Tally the lines of the following material that contain the string "below", treating uppercase and lowercase as different. Reply with the number alone.

*** Data supplied ***

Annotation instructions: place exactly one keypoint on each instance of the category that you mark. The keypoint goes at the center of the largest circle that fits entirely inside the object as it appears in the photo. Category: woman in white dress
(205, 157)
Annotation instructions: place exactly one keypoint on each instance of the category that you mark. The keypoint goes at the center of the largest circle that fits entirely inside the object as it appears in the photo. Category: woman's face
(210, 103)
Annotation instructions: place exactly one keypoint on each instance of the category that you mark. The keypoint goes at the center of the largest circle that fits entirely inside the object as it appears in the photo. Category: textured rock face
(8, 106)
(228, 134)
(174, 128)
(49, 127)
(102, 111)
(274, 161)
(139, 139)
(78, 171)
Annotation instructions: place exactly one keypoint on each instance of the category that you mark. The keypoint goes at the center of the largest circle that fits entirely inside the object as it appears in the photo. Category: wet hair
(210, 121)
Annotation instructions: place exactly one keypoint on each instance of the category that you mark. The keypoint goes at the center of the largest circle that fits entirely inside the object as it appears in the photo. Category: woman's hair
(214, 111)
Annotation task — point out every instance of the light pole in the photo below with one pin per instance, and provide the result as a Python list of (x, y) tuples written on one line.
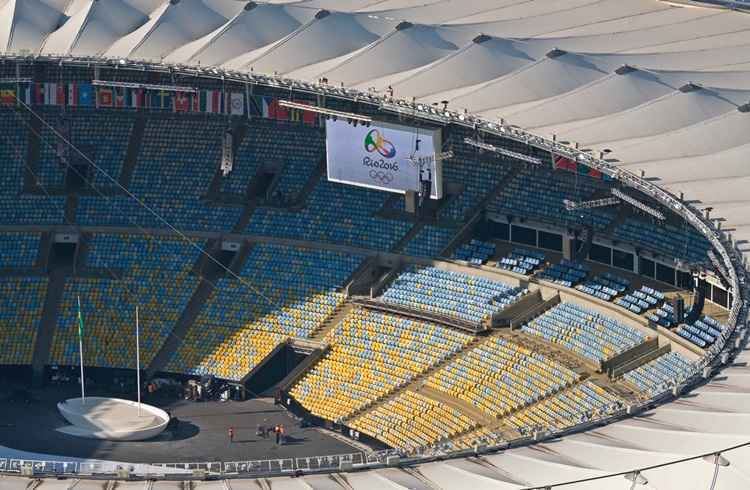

***

*Output of the exercise*:
1